▶ [Try it] Your job is to write out each record precisely as it stands.

Records drawn from a dataset:
===============
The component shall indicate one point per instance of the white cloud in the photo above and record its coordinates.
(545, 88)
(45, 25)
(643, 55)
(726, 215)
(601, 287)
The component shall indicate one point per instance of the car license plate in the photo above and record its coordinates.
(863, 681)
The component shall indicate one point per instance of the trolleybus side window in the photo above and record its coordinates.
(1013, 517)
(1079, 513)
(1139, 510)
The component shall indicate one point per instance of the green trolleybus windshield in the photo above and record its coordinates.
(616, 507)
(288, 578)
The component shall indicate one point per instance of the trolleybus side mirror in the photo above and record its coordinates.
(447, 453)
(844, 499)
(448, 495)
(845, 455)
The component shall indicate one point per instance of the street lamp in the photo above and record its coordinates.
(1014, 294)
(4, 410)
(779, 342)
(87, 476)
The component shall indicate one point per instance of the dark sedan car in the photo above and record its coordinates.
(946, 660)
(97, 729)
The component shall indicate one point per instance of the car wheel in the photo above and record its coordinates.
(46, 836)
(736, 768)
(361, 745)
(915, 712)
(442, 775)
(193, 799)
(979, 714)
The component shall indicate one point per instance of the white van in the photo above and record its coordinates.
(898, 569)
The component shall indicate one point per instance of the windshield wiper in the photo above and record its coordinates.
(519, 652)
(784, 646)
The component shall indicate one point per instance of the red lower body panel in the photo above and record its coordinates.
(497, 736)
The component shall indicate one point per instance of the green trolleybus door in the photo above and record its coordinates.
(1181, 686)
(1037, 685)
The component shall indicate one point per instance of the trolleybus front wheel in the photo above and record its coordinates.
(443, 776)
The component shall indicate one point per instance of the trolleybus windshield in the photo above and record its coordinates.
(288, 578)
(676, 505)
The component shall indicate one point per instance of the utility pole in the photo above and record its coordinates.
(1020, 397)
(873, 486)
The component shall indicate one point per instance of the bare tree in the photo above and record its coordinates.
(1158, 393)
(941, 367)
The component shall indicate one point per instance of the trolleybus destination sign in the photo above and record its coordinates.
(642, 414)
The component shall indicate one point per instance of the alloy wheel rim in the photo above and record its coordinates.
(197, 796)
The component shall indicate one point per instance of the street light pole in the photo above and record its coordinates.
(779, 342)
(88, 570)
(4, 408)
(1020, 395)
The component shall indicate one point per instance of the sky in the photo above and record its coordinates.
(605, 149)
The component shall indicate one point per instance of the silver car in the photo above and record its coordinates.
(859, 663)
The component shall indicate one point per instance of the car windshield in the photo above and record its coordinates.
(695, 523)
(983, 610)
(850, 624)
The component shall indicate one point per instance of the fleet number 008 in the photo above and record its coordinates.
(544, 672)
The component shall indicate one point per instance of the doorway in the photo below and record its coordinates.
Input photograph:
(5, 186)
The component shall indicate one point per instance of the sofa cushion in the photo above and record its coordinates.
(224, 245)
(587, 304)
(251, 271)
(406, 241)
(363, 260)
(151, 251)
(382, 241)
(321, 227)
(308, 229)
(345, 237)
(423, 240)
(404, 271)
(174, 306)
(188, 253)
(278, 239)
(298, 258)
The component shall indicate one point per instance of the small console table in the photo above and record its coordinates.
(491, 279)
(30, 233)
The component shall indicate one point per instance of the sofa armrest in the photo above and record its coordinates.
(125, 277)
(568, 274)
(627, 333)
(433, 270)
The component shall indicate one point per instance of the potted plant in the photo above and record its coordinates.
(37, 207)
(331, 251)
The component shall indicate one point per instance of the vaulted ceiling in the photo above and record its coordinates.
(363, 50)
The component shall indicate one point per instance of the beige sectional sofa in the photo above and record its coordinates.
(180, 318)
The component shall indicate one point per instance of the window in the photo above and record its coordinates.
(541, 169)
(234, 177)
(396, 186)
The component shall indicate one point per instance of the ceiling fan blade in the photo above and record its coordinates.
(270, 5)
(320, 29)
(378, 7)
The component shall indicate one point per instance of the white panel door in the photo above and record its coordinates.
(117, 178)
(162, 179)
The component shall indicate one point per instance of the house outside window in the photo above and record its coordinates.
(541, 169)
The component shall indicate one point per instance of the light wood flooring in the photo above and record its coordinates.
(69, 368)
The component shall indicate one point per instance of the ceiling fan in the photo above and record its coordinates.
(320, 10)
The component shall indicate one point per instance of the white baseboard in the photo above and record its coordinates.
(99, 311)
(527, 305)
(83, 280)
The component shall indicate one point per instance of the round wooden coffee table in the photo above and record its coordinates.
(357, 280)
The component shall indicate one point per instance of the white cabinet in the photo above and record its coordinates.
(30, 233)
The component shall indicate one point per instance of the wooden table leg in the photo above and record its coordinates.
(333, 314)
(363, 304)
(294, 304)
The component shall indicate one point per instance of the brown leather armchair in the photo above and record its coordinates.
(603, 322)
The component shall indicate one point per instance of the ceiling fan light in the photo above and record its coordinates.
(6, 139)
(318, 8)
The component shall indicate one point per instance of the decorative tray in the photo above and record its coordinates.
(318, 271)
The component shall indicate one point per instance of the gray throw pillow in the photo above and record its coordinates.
===============
▶ [Result below]
The component shall indicate one point per instance of the white cloud in the photo above and record its coordinates.
(545, 88)
(45, 25)
(643, 55)
(726, 215)
(601, 287)
The component shall indicate one point per instance of the car license plate in the photo above and record its coordinates.
(863, 681)
The component shall indicate one point per instance of the trolleybus side window in the photo above and record its coordinates.
(1013, 517)
(1079, 513)
(1139, 510)
The component shall indicate one point per instance of the green trolleybus windshield in the photo above and record its coordinates.
(616, 507)
(288, 578)
The component shall indicate one point per instance of the trolleybus side mirror in the photo above and record its coordinates.
(447, 453)
(844, 499)
(448, 495)
(845, 455)
The component shall indicate one point per instance of the street lamp in the photo above and record its coordinates.
(1014, 294)
(4, 410)
(779, 342)
(87, 476)
The component shall indicate one point per instance of the dark sedan car in the photo above and record its coordinates.
(946, 660)
(97, 729)
The component shall indicate one point per instance of the car wheel in the photo above and record its coordinates.
(46, 836)
(736, 768)
(361, 745)
(915, 712)
(442, 775)
(193, 799)
(979, 714)
The component shall indicate one point per instance of the white van in the photo above and record its coordinates.
(898, 569)
The component shall indicate one point per instance of the windshield wiper in the photo above and record its coordinates.
(519, 652)
(784, 646)
The component shall indicate one point per instance of the red lower body panel in the photo above and record its coordinates.
(497, 736)
The component shall indicate one point per instance of the green trolleybus door in the photo above and record its coordinates.
(1181, 686)
(1037, 685)
The component shall indicate one point per instance of the trolleybus front wheel in the photo above and record its coordinates.
(443, 776)
The component shall indicate one point per instance of the trolleybus windshield in the photo above and record its coordinates.
(288, 578)
(676, 505)
The component shall indicate one point per instance of the utility pole in the photo above and record its coordinates.
(1020, 397)
(873, 486)
The component shall indicate one point per instance of the bare tree in the photo above and record its coordinates.
(1158, 393)
(941, 367)
The component shall indicate one point per instance of the trolleybus destination sign in the photo above and record its coordinates.
(642, 414)
The component shall indicate one point per instance of the alloy wheel rim in the photo above and record its coordinates.
(197, 796)
The component shall indicate one point per instance of the street light pole in the photo above and record its coordinates.
(779, 342)
(88, 570)
(4, 408)
(1020, 395)
The component shall indicate one point per instance of the sky in the photo above and record its coordinates.
(605, 149)
The component shall indicate one point per instance of the silver car in the photo above and record its coordinates.
(859, 663)
The component shall indicate one point per instance of the car windshield in the photo above and record its coordinates.
(695, 523)
(983, 610)
(850, 624)
The component shall indicate one point per instance of the fleet number 008 in the photo above and record its coordinates.
(544, 672)
The component shall indicate one point per instance of the doorway in the photo below and record its coordinates.
Input photograph:
(5, 186)
The component shall indicate one point per instance of the sofa cushion in the photo above and record its coordinates.
(224, 245)
(587, 304)
(251, 271)
(406, 241)
(363, 260)
(151, 251)
(382, 241)
(321, 227)
(308, 229)
(345, 237)
(423, 240)
(404, 271)
(174, 306)
(188, 253)
(278, 239)
(298, 258)
The component shall indicate one point per instance of the small console table in the photo above and record its coordinates.
(491, 279)
(30, 233)
The component shall indicate one point per instance of the sofa armrest in the photo above and record its coordinates.
(125, 277)
(568, 274)
(627, 333)
(433, 270)
The component shall indicate one point per instance of the potted plant in the photo above and record its coordinates.
(37, 207)
(331, 251)
The component shall indicate one point per instance of the vaulted ceiling in the photo above and record its coordinates.
(363, 50)
The component shall indicate one point per instance of the beige sectional sofa in the photo above and record its coordinates.
(180, 318)
The component shall indicate one point per instance of the window in the photo above and record its coordinates.
(541, 169)
(234, 177)
(396, 186)
The component shall indicate one point per instance of the ceiling fan blade in the photo above and record its coordinates.
(270, 5)
(320, 29)
(378, 7)
The component shall indicate one point per instance of the white panel door in the photo above and record its coordinates.
(117, 178)
(162, 179)
The component shall indicate one point per instance of the house outside window in the photo above and record its coordinates.
(541, 169)
The component shall indicate one point per instance of the light wood flooring in the photo above and record its coordinates.
(69, 368)
The component shall indicate one point per instance of the ceiling fan in the photo above and record its coordinates.
(320, 10)
The component shall indicate one point per instance of the white baseboard in the photo above and record its coordinates.
(99, 311)
(527, 305)
(83, 280)
The component shall indicate one point per instance of the round wooden coffee table in the photo above and record its coordinates.
(357, 280)
The component shall indicate one point per instance of the white cabinet in the photo above and record its coordinates.
(30, 233)
The component shall indicate one point per instance of the wooden table leg in the photo above and record its coordinates.
(333, 314)
(363, 304)
(294, 304)
The component shall indicate one point per instance of the brown leather armchair in the photo above and record its coordinates.
(603, 322)
The component shall indicate one point per instance of the ceiling fan light in the photo above and record its coordinates.
(6, 139)
(318, 8)
The component shall indicate one point per instance of the decorative tray in the photo above and record its coordinates.
(318, 271)
The component shall indicate one point per instance of the gray throw pillow in the photo above and record its coordinates.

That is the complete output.